▶ _TASK TO CARRY OUT_:
Set the entries down again exactly; none may be skipped.

▶ _DATASET EXTRACT_:
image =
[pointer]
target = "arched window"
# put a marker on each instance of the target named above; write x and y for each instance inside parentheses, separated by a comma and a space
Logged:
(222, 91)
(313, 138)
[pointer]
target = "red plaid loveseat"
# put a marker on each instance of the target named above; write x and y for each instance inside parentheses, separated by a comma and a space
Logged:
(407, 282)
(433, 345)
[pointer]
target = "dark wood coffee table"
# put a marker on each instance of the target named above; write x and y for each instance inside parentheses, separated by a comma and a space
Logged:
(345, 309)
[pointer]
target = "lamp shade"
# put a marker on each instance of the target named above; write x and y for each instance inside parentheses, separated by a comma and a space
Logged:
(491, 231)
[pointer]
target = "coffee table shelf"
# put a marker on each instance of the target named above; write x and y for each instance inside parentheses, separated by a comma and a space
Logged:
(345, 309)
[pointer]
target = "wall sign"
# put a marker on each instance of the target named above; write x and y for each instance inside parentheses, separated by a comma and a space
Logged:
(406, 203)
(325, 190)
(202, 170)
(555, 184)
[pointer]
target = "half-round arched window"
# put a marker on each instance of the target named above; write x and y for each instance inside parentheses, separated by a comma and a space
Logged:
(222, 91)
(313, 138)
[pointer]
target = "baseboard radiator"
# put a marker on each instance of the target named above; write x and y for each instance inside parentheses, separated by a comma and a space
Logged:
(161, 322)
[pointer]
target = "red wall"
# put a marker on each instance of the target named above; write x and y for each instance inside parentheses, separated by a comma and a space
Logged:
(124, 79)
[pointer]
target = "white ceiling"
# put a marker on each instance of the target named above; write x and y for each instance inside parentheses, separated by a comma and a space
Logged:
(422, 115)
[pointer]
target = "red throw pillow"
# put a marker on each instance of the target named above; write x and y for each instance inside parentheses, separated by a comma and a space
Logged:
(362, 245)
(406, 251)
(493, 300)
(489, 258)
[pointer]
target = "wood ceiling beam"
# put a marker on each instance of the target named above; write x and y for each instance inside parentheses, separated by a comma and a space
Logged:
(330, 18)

▶ _EXERCISE SOLUTION_:
image =
[pointer]
target = "arched window"
# put a marker on each instance of the target named above; write x and y for each instance inside parentheses, separated by a comma and a space
Logged:
(222, 91)
(313, 138)
[pointer]
target = "red plaid loveseat"
# put a marker on each instance of the target named above; write x and y for each instance inside parentheses, separated by a comma and a space
Logged:
(407, 282)
(433, 345)
[pointer]
target = "dark wood coffee table"
# put a marker on each instance of the target named above; write x and y for each instance inside parentheses, separated by a comma and a space
Logged:
(345, 309)
[pointer]
target = "lamp shade"
# put a marker on each instance of the target named above; write x and y for each instance inside parentheses, separated by a comma and a space
Logged:
(491, 231)
[pointer]
target = "coffee table shelf"
# put a marker on each instance of the target named above; write x and y for each instance inside parentheses, separated by a comma and a space
Logged:
(345, 309)
[pointer]
target = "wall sign"
# put a marker on each instance of the target named above; write x and y for each instance inside parentheses, separated by a comma and a space
Logged:
(406, 203)
(325, 190)
(202, 170)
(555, 184)
[pointer]
target = "half-round arched window"
# put a marker on each instance of the target named above; write x and y for each instance inside parentheses, separated by a comma and a space
Logged:
(222, 91)
(313, 138)
[pointer]
target = "baseboard radiator"
# put a marker on each instance of the target named above; write x and y for each instance inside parentheses, separated by a comma and a space
Logged:
(161, 322)
[pointer]
target = "red wall"
# put a marker on each instance of the target named above; write x and y for each instance inside parentheses, separated by a comma and a space
Logged:
(124, 79)
[pointer]
target = "white ceiling"
# put a marker on each instance of the target named above; write x and y for each instance inside parentheses, separated by a comma and a space
Logged:
(422, 115)
[pointer]
target = "red throw pillow"
# put a marker on each instance of the target named above; write x and y for each instance inside parentheses, separated by a comma and a space
Logged:
(362, 245)
(406, 251)
(493, 300)
(489, 258)
[pointer]
target = "wood ceiling beam"
# put a marker on each instance of the target named above; write x and y for each instance inside parentheses, separated by a comma and a space
Logged:
(330, 18)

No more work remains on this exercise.